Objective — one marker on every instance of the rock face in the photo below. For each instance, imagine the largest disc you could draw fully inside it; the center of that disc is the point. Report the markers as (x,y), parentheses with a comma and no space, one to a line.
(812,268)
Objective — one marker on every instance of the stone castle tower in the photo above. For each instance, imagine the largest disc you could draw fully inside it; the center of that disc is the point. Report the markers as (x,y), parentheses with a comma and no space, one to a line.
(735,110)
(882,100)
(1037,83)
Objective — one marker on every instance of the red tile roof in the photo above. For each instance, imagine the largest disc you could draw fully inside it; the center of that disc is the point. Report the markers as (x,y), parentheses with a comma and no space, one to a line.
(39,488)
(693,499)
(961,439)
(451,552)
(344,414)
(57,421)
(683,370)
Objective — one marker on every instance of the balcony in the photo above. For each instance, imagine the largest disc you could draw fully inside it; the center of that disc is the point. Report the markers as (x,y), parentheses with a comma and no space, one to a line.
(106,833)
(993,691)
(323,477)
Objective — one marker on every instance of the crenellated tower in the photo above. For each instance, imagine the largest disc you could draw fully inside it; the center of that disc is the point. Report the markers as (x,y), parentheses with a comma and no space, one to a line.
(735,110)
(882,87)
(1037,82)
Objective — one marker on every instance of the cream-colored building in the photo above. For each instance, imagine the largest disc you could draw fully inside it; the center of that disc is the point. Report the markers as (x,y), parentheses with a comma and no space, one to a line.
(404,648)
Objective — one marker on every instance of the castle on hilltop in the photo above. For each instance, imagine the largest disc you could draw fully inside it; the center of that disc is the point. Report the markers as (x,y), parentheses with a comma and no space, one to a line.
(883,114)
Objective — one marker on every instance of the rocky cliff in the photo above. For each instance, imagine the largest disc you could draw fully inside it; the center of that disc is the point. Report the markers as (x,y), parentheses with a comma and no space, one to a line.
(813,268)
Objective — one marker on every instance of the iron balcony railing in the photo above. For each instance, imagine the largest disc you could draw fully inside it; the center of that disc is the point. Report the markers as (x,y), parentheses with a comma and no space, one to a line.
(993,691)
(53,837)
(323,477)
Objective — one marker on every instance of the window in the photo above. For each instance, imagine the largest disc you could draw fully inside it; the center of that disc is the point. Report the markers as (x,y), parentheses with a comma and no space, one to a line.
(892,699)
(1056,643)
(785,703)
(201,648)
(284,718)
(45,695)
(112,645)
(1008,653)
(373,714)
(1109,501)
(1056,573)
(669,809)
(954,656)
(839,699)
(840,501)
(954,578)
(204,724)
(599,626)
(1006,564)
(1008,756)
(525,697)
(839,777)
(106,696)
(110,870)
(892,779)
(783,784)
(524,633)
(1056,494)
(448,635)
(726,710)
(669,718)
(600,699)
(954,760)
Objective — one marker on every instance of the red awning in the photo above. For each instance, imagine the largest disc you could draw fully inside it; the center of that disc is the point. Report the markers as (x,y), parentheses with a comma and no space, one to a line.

## Exercise aim:
Copy out the records above exactly.

## Reply:
Objective — one marker on every instance of the rock face in the photo below. For each instance, imagine the largest disc you could draw fully inside it; the center of that disc is the point. Report the markers as (x,y), parentheses with a comma and no space, one to a line.
(812,268)
Objective — one marker on every instance of the stone castle tower in the photo above. For each instance, imagine the largest disc you could draw fully inside it; the center of that disc is the point. Report the markers as (x,y), parentheses with a comma and no space, one to a line.
(735,110)
(882,100)
(1037,83)
Objective — one marker on every instance of the red tile roof in the photo above. For each instance, imagine the largest disc you could draw fully inside it; the center of that disc is the point. Report the markers as (x,y), parentheses with a comma and no space, one to a line.
(39,488)
(693,499)
(961,439)
(451,552)
(344,414)
(57,421)
(683,370)
Objective — one marker on every instance of the balcony in the photo above. For each instance, imagine the largest disc you could draw fully inside it; the center of that disc is the point. Report the markers as (x,y), parentheses with a comma and no space, one to a line.
(106,833)
(993,691)
(323,477)
Objective — one marker on every instance of the crenellated tower in the photo above. For each instance, imagine the largest disc you could draw fully inside it; the center of that disc is the point. Report the markers as (x,y), parentheses with a comma and no space, one to a line.
(735,110)
(882,87)
(1037,82)
Objective — one marker on every instance of the cream-colored building in the photo above. For each instance, imagine the largest disc you could draw fully inside it; the center of that disc is the point. Report the markers as (x,y), parentheses with a comma and no space, one to a line.
(404,648)
Objective — one marker on every instance of the castle on hilltop in the photo above. For each instance, imagine the largest disc you could draw fully inside it; the center of that disc is the point. Report the markers as (x,y), parentheses with a comma and no space, one to a line.
(883,114)
Objective — one marker on every instance of the rocky cliff in the photo above. For each instance, imagine the largest disc you could draw fully inside it; the center of that disc is the point. Report the markers as (x,y), parentheses with a comma and no space, one to a line.
(813,268)
Objective — one marker on every instance of the iron balcony railing in the photo above. For each instance, imagine the largest disc you could draw fully inside it; the center of that disc is the point. Report the markers as (x,y), parentheses with a comma and no space, one to a line.
(993,691)
(53,837)
(323,477)
Objective — one marker on every instance of the window in the photo above. For each instance, imagine the largest disc you could draw fully inside it; the center of that disc is the point. Report the markers as (x,y), parentheses with a comma and no space, one to a line.
(892,699)
(1056,643)
(785,703)
(201,648)
(284,718)
(45,695)
(112,645)
(1008,653)
(373,714)
(1109,501)
(1056,573)
(669,809)
(954,656)
(839,699)
(840,501)
(954,578)
(204,724)
(599,626)
(1006,564)
(1008,756)
(525,697)
(839,777)
(106,696)
(110,870)
(892,779)
(783,784)
(524,633)
(1056,494)
(448,635)
(726,710)
(669,718)
(600,699)
(954,760)
Objective — one marker on every instance of the red awning in the photo above. For each instance, imagine the largest disc you could draw fully inside it; the center of that disc is the point. Report the markers as (x,y), parentheses with a comma and no space, one to a line.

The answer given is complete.